That will not be the case for attendees of the Omni Center for Peace, Justice and Ecology’s annual Peace Garden Tour on Saturday, May 28. In fact, as long as you pay the ticket fee, you’re welcome to show up at any of the eight participating gardens.
The Omni Peace Gardens tour was established in 2005, and includes a mixture of public and private flower gardens, vegetable gardens, and even a sculpture garden by artist Anne Reichardt. Anne’s garden features a carved, 9-foot-tall natural rock egg carin, a 45-foot-long copperhead sculpture rising out of the ground, a goat barn converted to have a Soto Zen meditation loft, a mini Stonehenge, and other items.
Each garden along the self-guided tour on Saturday will be open from 10 a.m. until 3 p.m., and tickets can be purchased for $10 at any of the participating gardens, as well as at the Fayetteville Farmers’ Market on Saturday beginning at 7 a.m.
Here are the locations of the eight participating gardens this year, and descriptions of each tour stop (as provided by the Omni Center).
Julia Ward Howe Peace Gardens
Peace Gardener: Marie Riley
Location: 525 N. Olive Street, Fayetteville
Description: Dedicated in memory of Julia Ward Howe, who in 1872 began proclaiming that June 2 every year would be a Mother’s Day for Peace. Marie has carved out each part of her garden year after year starting with a corner garden in the sun featuring knock-out roses, shasta daisies, poppies, grasses, and salvia. The backyard garden has expanded with the use of native stone, terracing, and a wide array of shade perennials and herbs. A new outdoor plaza, and sun garden was added in 2005. Recent additions include a new terraced rock garden, concrete leaves, and mosaics. In addition, Hank Kaminsky’s new sculpture series ‘You Are Standing on Sacred Ground’ will debut in Marie’s garden.
Emily’s No-Plant-Left-Behind Peace Garden
Peace Gardener: Emily Kaitz
Location: 5 E. Davidson Street, Fayetteville
Description: “The garden is a terraced rock garden in front of my house in a triangular space between 2 driveways. I started it in 1998 when I moved to Fayetteville. It is somewhat chaotic, with a variety of plants including daffodils, grape hyacinth, iris, day lilies, several other varieties of lilies, including the spectacular Leslie Woodruff (from Arthur Evans, Gravette), cornflower, daisies, myrtle, larkspur, coreopsis, peonies, roses, flox, and probably something I’m forgetting. It blooms continuously from March through July. Working in my garden and the natural beauty of the blooming flowers always gives me a feeling of peace and contentment.” Every foot of Emily’s yard is enhanced with flowers, terraces, rocks.Starting at noon Emily will host a white wine tasting featuring 5 of her favorite white wines – free to anyone who comes to the garden as part of the tour.
Blue Birds of Peace Garden
Peace Gardeners: Nancy Maier and Marshall Carter
Location: 951 Missouri Way, Fayetteville
Description: “The focal point of my peace garden is an Ozark flagstone tree-shaped patio designed by Quinn Landrum and built by Quinn and his father, the artist M.M. Kent. The center of the patio is a single orange stone sun with rays extending outwards. The patio is a sunny stop for relaxing, doing yoga, painting the garden, or meditating. Next to the patio is a terraced planting area for sunflowers, lavender, and butterfly bush. The area is surrounded on three sides by a fence and several birdhouses. Before the garden was even completed, a pair of bluebirds had built a nest and raised a family.” It Includes a Peace Pole. Additional flowers: daisies, Solomon Seal, zinnias, spearmint, geraniums, lilies, sedum. There’re also vegetables: squash, peppers, lettuce, tomatoes. And a Zen white sand garden which adds to the general beauty and cheer.

Location labeling lines:
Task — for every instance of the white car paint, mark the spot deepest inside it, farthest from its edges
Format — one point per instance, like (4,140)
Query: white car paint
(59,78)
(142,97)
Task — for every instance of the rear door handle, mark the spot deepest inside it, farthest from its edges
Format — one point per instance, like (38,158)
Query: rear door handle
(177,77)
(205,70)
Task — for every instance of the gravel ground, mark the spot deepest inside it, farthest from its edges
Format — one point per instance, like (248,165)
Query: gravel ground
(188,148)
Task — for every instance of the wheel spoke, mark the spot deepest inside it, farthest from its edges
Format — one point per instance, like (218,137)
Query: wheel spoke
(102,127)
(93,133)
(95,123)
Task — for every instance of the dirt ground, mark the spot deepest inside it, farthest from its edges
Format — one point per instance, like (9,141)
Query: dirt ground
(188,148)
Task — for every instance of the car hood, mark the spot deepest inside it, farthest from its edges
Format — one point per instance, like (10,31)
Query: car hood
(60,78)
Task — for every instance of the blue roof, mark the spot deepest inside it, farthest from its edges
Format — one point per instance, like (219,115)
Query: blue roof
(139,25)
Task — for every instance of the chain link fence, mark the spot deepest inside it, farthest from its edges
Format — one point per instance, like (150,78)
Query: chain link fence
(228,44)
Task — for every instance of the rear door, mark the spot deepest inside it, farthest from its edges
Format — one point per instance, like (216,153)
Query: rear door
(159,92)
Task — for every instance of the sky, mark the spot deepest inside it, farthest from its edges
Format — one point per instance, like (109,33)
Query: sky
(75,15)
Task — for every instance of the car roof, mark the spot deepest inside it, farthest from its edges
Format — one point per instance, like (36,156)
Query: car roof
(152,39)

What is asked:
(a) Which vegetables does the peace garden tour text say grow in the Blue Birds of Peace Garden?
(b) Translate this sentence from the peace garden tour text into Spanish: "The center of the patio is a single orange stone sun with rays extending outwards."
(c) According to the peace garden tour text, at what time does Emily's white wine tasting begin?

Problem solutions:
(a) Squash, peppers, lettuce, tomatoes

(b) El centro del patio es un único sol de piedra naranja con rayos que se extienden hacia afuera.

(c) At noon.